How to complete this task
Give back every record exactly as it reads.

Stored records
▬▬▬

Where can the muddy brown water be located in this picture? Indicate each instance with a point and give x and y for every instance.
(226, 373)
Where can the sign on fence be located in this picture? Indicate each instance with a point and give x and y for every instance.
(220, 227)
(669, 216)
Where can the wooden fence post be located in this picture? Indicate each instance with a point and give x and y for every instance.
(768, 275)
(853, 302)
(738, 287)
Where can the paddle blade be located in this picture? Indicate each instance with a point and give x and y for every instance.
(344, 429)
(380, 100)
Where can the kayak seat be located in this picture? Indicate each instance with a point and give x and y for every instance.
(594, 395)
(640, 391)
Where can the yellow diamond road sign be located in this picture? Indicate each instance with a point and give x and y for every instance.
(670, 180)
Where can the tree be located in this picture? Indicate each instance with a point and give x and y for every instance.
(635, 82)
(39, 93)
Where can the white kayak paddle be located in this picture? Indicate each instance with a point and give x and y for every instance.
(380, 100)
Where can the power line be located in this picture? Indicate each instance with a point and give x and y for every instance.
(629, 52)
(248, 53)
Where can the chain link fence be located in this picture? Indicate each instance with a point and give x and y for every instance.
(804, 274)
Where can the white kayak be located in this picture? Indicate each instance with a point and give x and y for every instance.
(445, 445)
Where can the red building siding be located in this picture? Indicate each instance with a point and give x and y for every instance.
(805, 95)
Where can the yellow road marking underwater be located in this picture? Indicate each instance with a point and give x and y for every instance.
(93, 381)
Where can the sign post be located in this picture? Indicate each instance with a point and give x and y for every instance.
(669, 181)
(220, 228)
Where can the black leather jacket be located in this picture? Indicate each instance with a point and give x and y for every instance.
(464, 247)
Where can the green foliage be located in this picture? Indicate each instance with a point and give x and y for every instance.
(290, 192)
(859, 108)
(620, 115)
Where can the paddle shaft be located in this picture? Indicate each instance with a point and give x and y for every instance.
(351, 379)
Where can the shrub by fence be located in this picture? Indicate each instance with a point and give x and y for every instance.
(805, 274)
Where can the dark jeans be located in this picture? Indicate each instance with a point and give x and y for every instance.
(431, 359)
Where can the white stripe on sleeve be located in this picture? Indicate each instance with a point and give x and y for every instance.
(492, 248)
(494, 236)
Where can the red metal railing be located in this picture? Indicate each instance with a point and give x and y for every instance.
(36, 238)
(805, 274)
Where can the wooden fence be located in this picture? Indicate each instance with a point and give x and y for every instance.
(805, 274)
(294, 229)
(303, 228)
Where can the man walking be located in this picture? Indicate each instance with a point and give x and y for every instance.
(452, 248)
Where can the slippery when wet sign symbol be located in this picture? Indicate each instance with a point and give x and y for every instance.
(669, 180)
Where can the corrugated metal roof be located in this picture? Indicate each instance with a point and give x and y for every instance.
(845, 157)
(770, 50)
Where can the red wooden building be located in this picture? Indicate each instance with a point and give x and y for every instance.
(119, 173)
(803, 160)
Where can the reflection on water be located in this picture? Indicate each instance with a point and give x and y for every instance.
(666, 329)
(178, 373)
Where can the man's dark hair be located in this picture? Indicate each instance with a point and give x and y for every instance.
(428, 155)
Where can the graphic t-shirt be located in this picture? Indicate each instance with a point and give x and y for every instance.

▬▬▬

Task result
Where can the muddy brown water be located in this picture? Indicate each instance with a point and give x and y for every instance.
(226, 373)
Where can the sign on fence be located in this picture? Indicate each instance with a point and give x and y for every instance.
(220, 227)
(669, 216)
Where can the wooden fence post be located in this picture? Indicate each instance with a point and give x and y for every instance.
(768, 275)
(853, 302)
(738, 287)
Where can the paddle blade be located in this picture? Indicate each instance with a point and give x and y for every instance.
(344, 429)
(380, 100)
Where can the kayak seat be located in this picture? Indicate each instance with a point and give x and y for every instance.
(594, 395)
(640, 391)
Where can the yellow diamond road sign be located in this picture? Indicate each instance with a point and give x and y for every instance.
(670, 180)
Where can the tree be located in this picture? Indicate each instance with a point and give x and y for every instance.
(635, 82)
(39, 93)
Where can the white kayak paddle be located in this picture? Indicate each instance with a point and give x and y for every instance.
(380, 100)
Where can the power line be located in this picture? Indicate each instance with a point and give x and y for every instance.
(629, 52)
(248, 53)
Where can the chain link fence be located in this picture? Indicate each instance with a point and give x and y for every instance.
(804, 274)
Where can the white kayak be located in this picture? Indicate each instance with a point and give x and y for every instance.
(445, 445)
Where can the red building siding be located in this picture? Indicate each instance with a point and give x and y for every instance.
(805, 95)
Where can the yellow road marking underwater be located in this picture? Indicate each instance with a point and give x and y for every instance.
(93, 381)
Where can the sign post be located in this picture? Indicate each instance with a point and give x and y for every instance.
(669, 181)
(220, 228)
Where can the black leather jacket be located in this picture? Indicate each instance with a point and give x and y for every instance.
(464, 247)
Where can the green foliage be located in this picture? Indicate each instance with a point and give x and y for every instance.
(290, 192)
(859, 108)
(620, 115)
Where can the paddle shaft be located in this picture? Indicate each instance with a point and give x and y for every instance.
(351, 379)
Where can the shrub by fence be located in this picture? Indicate each instance with a point and give x and y for every instance.
(805, 274)
Where can the dark jeans be located in this picture? Indicate each instance with a point and give x and y for every instance.
(431, 359)
Where can the white stripe on sleeve be located in this picture? Indicate each instance with a point and give x and y for every instance.
(492, 248)
(494, 236)
Where can the red metal railing be located in this picture? Indicate each instance with a point and give x and y for every instance.
(36, 238)
(805, 274)
Where can the wooden fence be located in this picture? Indicate each instance with a point and give x and y for every instance.
(805, 274)
(294, 229)
(303, 228)
Where can the man walking be located in this picture? Indicate each instance with a point and give x and y for every instance.
(452, 248)
Where can the slippery when wet sign symbol be located in this picture? Indicate each instance with a point and give x and y for every instance.
(669, 180)
Where can the corrugated metal roof be located in this picture? Indicate each instance with a point and give x and y for every instance.
(845, 157)
(770, 50)
Where can the red wooden building be located in this picture? Indicate each instance with a point and give x and y for every instance.
(119, 173)
(803, 160)
Where can the reflection on water be located in this picture? Indicate each instance with a point and give x and y for every instance.
(666, 329)
(178, 373)
Where can the man's dark hair be located in this picture? Indicate each instance with a point and give x and y for every instance.
(428, 155)
Where can the graphic t-shirt be located in this picture? Indicate each instance with a point and give x and y for every instance.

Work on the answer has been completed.